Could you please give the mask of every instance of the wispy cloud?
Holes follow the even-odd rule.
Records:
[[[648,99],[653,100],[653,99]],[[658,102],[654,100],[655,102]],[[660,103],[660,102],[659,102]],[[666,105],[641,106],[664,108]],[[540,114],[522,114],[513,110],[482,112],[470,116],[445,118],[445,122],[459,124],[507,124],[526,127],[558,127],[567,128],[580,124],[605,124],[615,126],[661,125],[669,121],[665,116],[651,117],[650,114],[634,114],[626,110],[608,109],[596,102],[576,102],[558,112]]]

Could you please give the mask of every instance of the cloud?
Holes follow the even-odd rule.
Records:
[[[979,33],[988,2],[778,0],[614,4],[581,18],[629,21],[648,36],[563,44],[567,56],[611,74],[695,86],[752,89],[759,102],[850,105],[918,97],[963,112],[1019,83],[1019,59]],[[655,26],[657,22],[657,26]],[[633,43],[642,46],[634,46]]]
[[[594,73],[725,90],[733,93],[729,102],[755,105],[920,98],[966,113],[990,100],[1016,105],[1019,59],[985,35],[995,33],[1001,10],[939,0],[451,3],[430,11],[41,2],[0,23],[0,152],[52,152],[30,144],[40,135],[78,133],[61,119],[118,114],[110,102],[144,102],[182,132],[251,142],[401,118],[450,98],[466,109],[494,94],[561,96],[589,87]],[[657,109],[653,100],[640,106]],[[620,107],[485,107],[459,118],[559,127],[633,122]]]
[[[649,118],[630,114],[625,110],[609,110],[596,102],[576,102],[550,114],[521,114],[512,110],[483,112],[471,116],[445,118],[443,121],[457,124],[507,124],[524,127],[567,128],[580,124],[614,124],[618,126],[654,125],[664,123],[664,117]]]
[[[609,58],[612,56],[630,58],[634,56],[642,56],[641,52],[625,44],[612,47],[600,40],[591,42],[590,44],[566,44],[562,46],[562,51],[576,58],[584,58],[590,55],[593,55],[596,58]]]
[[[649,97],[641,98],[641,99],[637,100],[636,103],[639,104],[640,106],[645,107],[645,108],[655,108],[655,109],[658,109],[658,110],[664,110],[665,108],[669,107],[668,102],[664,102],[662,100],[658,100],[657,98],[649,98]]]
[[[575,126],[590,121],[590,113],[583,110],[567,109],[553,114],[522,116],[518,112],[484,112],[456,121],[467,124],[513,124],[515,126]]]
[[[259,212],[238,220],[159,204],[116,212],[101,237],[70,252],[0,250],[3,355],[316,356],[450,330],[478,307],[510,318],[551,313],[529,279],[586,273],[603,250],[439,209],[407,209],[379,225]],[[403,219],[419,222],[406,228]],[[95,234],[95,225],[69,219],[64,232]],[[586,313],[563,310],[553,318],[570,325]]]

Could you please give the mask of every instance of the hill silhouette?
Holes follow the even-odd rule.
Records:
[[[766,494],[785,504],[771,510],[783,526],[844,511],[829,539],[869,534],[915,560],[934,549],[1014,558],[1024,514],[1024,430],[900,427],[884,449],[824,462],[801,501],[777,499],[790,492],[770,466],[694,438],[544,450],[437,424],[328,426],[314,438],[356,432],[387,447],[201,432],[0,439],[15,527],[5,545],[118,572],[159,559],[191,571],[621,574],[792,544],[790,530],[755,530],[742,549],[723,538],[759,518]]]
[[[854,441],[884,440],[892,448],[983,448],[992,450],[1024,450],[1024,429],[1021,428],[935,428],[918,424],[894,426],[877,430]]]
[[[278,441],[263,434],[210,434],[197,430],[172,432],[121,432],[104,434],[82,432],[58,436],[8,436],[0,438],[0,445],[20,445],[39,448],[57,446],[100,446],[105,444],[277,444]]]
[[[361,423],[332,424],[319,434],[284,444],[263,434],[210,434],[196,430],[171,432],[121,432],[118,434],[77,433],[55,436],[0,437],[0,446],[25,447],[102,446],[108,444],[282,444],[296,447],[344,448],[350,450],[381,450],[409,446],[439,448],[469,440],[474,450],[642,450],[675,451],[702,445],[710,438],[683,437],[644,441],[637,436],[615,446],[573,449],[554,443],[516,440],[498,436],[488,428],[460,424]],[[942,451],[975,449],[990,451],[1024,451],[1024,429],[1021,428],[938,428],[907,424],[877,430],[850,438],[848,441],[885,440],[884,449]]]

#### [Your assignment]
What is needed is the count of lines in the records that include the word "cloud", with no other text.

#### [Task output]
2